**To do:**
Reproduce the data exactly.

**Input material:**
# # # #

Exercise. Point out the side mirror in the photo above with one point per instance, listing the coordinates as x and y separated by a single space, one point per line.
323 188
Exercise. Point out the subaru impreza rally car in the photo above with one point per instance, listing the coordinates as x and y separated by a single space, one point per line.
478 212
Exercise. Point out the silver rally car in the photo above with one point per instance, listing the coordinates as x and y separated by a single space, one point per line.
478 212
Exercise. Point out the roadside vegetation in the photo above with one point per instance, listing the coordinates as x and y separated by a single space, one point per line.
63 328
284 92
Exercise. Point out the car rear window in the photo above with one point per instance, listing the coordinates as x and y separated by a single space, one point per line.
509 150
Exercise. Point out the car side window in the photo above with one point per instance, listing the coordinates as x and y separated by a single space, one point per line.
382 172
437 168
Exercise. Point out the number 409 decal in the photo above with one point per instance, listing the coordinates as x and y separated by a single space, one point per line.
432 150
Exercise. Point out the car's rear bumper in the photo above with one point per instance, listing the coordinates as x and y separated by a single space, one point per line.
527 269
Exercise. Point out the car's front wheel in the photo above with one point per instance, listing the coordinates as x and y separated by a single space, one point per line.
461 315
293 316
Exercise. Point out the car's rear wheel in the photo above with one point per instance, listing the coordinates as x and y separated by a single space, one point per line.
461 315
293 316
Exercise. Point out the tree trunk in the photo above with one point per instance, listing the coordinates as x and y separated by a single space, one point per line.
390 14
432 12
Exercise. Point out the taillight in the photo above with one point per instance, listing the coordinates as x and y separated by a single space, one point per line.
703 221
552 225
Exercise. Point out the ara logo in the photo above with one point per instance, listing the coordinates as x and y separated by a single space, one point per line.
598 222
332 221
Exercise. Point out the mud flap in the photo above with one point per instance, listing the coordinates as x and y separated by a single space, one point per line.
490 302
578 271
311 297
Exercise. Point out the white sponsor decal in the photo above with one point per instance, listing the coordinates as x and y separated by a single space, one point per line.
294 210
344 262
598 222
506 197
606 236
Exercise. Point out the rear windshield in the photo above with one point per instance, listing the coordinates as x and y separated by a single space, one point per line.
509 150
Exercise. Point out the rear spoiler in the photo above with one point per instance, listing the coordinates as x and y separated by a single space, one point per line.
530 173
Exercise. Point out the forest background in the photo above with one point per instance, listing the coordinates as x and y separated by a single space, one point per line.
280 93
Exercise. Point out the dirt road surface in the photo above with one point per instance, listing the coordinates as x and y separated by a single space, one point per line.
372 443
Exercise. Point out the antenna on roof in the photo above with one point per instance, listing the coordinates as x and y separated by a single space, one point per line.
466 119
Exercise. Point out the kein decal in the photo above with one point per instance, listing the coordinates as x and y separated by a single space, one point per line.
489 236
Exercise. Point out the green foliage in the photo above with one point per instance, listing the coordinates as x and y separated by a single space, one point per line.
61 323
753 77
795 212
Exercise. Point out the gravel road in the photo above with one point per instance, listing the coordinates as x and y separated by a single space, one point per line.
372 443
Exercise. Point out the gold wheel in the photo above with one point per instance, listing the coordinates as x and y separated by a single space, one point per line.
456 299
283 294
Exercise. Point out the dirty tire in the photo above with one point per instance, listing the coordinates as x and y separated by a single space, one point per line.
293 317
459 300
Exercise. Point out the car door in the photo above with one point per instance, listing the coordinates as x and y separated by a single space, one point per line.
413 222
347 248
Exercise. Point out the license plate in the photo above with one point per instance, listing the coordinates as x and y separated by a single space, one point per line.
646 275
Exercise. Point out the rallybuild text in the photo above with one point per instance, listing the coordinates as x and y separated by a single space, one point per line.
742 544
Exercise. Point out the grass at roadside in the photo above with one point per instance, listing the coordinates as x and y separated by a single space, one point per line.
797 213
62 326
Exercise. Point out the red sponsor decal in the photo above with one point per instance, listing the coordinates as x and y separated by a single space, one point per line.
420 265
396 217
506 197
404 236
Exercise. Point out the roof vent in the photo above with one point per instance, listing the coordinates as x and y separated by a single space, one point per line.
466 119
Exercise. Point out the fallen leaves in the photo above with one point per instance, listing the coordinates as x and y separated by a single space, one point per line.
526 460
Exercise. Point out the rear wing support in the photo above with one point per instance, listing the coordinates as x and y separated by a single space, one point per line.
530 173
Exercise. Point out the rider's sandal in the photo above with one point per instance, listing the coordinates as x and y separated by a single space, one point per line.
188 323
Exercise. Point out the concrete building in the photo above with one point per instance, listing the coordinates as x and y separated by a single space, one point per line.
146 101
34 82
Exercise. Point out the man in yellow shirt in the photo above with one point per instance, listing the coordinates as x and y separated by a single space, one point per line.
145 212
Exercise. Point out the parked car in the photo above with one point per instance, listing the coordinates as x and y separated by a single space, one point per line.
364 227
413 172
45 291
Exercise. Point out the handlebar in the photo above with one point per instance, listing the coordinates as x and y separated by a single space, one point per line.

# # # #

**Task response:**
Exercise. Point out the side mirror in the photo above with one point per instance, listing the coordinates as x and y separated by a single space, one point per line.
323 188
Exercise. Point out the subaru impreza rally car in the photo above with one point per instance, listing the coordinates as x and y separated by a single space, one point per line.
478 212
Exercise. Point out the silver rally car in the photo above with one point per instance, listing the coordinates as x and y separated by a single space, one point per line.
478 212
Exercise. Point out the roadside vegetation in the photo above with one point per instance, listing the coordinates as x and y separated by a single space, one point per line.
63 328
284 92
Exercise. Point out the car rear window in the photo above with one point per instance, listing the coordinates as x and y separated by a single space, one point per line.
509 150
Exercise. Point out the car side window in the photo above with one point per instance, listing the coordinates as x and y separated by a single space, one point per line.
382 172
437 168
Exercise. Point out the number 409 decal in the photo above with one point per instance, listing the coordinates as x and y separated by a single space, one point per line.
432 150
Exercise. Point out the car's rear bumper in the photo above with one point per instance, listing the coordinates as x and y separated by a single space, one point per line.
527 269
Exercise. Point out the car's front wheel in the photo above with one point per instance, listing the coordinates as x and y separated by a single space, one point per line.
461 315
293 316
Exercise. Point out the car's rear wheel in the photo above with one point per instance, listing the coordinates as x and y separated by a single space, one point per line.
461 315
293 316
Exercise. Point out the tree trunk in the photo above with one point per instance, listing the coordinates as x and y separated by a single space, one point per line.
390 14
432 12
Exercise. Point out the taillight in the photo above with one point per instance, listing the coordinates as x and y separated by a single space, one point per line.
703 221
552 225
Exercise. Point out the ara logo in the photo above with one point per instance, listing the coordinates as x and y separated by a single space, one point per line.
598 222
332 221
Exercise. Point out the mud flap in the photo above with one point per instance, listing the coordinates as x and y separated by a single space, one point per line.
490 302
578 271
311 297
Exercise. Point out the white sponsor decal in the photo above with one point per instance, listing the coordinates as x and y separated by a single space, one point per line.
294 210
344 262
598 222
506 197
606 236
Exercise. Point out the rear windshield in the photo above with one point per instance, listing the coordinates as x and y separated by a single space, one point per line.
509 150
Exercise. Point out the rear spoiler in the photo above with one point per instance, listing the coordinates as x and y separated by a single space, one point per line.
530 173
Exercise. Point out the forest background in the photo above with one point per instance, listing the coordinates as x and y separated by a single space, one point per line.
280 93
Exercise. Point out the dirt road surface in the photo above with one point per instance, listing the coordinates as x and y separated by a single space, one point per line.
372 443
Exercise. Point out the antenna on roof in the photo above with one point per instance, listing the coordinates as x and y separated by a single space, one point per line.
466 119
Exercise. Point out the kein decal in the photo above with one point per instance, listing the coordinates as x and y separated by a single space, one point per line.
489 236
Exercise. Point out the green foliage in the photo above with one point per instance, listing the coordinates as x and y separated by a single space, one point per line.
61 323
753 77
795 212
Exercise. Point out the gravel road in the photo above with one point per instance, listing the coordinates as x and y separated by a single space, one point per line.
372 443
Exercise. Point out the gold wheel in the photo above with one point per instance, listing the coordinates as x and y separated by a single space, one point per line.
456 299
283 294
Exercise. Point out the dirty tire in the photo above with one point per instance, listing the coordinates as x and y separated by a single space, one point per line.
293 317
459 300
Exercise. Point out the car door in the photo above with one point per instance, listing the coordinates as x and y separated by a single space, one point per line.
413 222
347 248
Exercise. Point out the license plate in the photo above with one point per instance, listing the coordinates as x and y separated by a single space, one point per line.
646 275
Exercise. Point out the rallybuild text in the photo above with one point per instance, listing the coordinates as x and y separated by a single space, one point per line.
742 544
Exercise. Point out the grass at roadside in the photo above with one point per instance, listing the coordinates as x and y separated by a single space, one point per line.
797 213
62 326
Exercise. Point out the red sponsor decal in the photo above with one point per instance, listing the coordinates as x and y separated by a single space, one point per line.
420 265
396 217
506 197
404 236
Exercise. Point out the roof vent in the photo above with one point per instance, listing the coordinates as x and y separated by a single space, one point per line.
466 119
Exercise. Point out the fallen leaves in the photo above with one point per instance, listing the coordinates as x and y separated by a single space, one point per line.
526 460
Exercise. Point out the rear wing support in the photo above with one point per instance, listing the coordinates as x and y separated by a single space, one point per line.
530 173
Exercise. Point out the rider's sandal in the photo above with one point per instance, listing the coordinates as x and y separated by a single space, one point per line.
188 323
Exercise. Point out the concrete building in the photo above with one point per instance, listing the coordinates as x and y separated by a single space, one point per line.
146 101
34 82
Exercise. Point out the man in yellow shirt in the photo above with one point per instance, listing the coordinates as x and y separated by a single space, one point per line.
145 212
Exercise. Point out the parked car in the photo above with one point per instance, listing the coordinates as x and y separated by a single space, one point per line.
364 227
413 172
45 291
Exercise. Point out the handlebar in the photo above with one point per instance, listing the coordinates as x and y separated by a single space, one point per line.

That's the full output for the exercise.